Saved entries:
◆ ◆ ◆ ◆ ◆ ◆ ◆

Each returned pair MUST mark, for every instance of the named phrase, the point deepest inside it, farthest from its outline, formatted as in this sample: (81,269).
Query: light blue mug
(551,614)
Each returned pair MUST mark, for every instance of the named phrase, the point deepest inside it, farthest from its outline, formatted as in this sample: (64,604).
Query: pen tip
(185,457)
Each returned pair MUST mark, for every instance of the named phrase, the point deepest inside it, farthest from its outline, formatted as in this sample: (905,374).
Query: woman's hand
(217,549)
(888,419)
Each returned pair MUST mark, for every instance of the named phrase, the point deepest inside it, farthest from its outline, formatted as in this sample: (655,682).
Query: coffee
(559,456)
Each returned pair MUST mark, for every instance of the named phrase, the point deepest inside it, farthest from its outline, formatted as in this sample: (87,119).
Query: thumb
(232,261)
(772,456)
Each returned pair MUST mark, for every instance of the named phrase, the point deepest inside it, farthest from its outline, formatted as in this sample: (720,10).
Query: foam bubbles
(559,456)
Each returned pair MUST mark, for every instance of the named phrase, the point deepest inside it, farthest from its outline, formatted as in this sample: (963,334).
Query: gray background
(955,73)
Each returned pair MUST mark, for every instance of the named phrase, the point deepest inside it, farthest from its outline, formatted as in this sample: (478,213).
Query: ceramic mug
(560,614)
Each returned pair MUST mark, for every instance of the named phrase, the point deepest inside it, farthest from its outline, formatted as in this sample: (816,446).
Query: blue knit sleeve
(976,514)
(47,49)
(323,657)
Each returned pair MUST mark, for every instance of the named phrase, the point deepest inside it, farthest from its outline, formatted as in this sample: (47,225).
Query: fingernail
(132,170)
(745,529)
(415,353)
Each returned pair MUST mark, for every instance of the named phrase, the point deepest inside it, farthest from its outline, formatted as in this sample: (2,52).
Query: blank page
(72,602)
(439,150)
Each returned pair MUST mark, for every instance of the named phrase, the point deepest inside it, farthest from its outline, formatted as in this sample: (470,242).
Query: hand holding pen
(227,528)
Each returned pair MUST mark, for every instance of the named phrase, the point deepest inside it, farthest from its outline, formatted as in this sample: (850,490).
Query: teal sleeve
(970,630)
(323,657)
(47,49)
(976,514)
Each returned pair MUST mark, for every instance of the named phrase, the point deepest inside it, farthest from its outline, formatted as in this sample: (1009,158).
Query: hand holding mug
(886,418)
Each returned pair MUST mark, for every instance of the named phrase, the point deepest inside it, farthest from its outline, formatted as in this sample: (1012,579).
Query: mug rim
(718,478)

◆ ◆ ◆ ◆ ◆ ◆ ◆

▶ _TASK REQUIREMENTS_
All the lines above should be written out once more, exactly.

▶ _RESPONSE TO THE TASK_
Each returned pair MUST mark, for every instance of the named phrase, the point deepest inside it, farthest from its outline, formatted as in this sample: (81,269).
Query: light blue mug
(551,614)
Each returned pair MUST mark, for every instance of the named phrase, the point deepest inside it, farthest from its outline, formatted as in this sample: (64,604).
Query: pen tip
(185,457)
Each returned pair MUST mark, for every instance of the named phrase, the point deepest inside it, farthest from its outline, formatted as in this sample: (905,374).
Query: woman's hand
(217,549)
(888,419)
Each returned pair MUST mark, for every instance of the named phrase, the point deepest inside it, farthest from its outline, formatted as in this sample: (655,682).
Query: coffee
(559,456)
Each returned pair MUST mark, for every instance of the named phrase, the point deepest inside it, farthest from its outline, formatted as in this sample: (87,119).
Query: thumb
(232,261)
(772,456)
Each returned pair MUST mark, for every instance of the named phrase, the point deepest inside it, farthest from its outline, formatted as in this sample: (720,10).
Query: foam bubbles
(559,456)
Each returned pair MUST mark, for every instance of the named phrase, the point deepest inside it, farthest from its outline, formatted as in this sample: (963,334).
Query: gray background
(955,73)
Each returned pair MUST mark, for every instance of the named phrase, the point deepest inside it, farthest from its outline, formatted as in this sample: (478,213).
Query: ceramic mug
(560,614)
Each returned pair MUST mark, for every instance of the named phrase, the point deepest inside it, farthest from its outline, formatted as in this sample: (816,446).
Query: blue knit sleeve
(976,514)
(47,49)
(323,657)
Each returned pair MUST mark, for every instance of the named phrase, the point deepest inside it, farthest from its outline, formatted as in this sample: (47,225).
Query: fingernail
(132,170)
(745,529)
(415,353)
Each returned pair MUST mark, for every instance of the named phrase, the point deepest inside it, farthest from its outline, formatted as in this sample: (2,52).
Query: blank page
(72,602)
(439,150)
Each returned pair MUST mark, for every instance of the named phrase, the point deepest inside it, farthest from its outline, formatted as in this sample: (470,242).
Query: hand holding pen
(227,528)
Each returned pair MUST mark, for every instance of the named phrase, the point deepest inside it, farthest from its outline, formatted as in this sample: (850,490).
Query: teal sleeve
(970,630)
(323,657)
(47,49)
(976,514)
Each returned pair MUST mark, for every instance of the named phrase, the point deepest inside it, farthest from its outline, formatted as in this sample: (1009,158).
Query: hand holding mug
(886,418)
Each returned pair MUST mark, for every instance of the named phrase, the point deepest inside it, farthest from its outline, formatted as in this sample: (1012,579).
Query: mug rim
(718,478)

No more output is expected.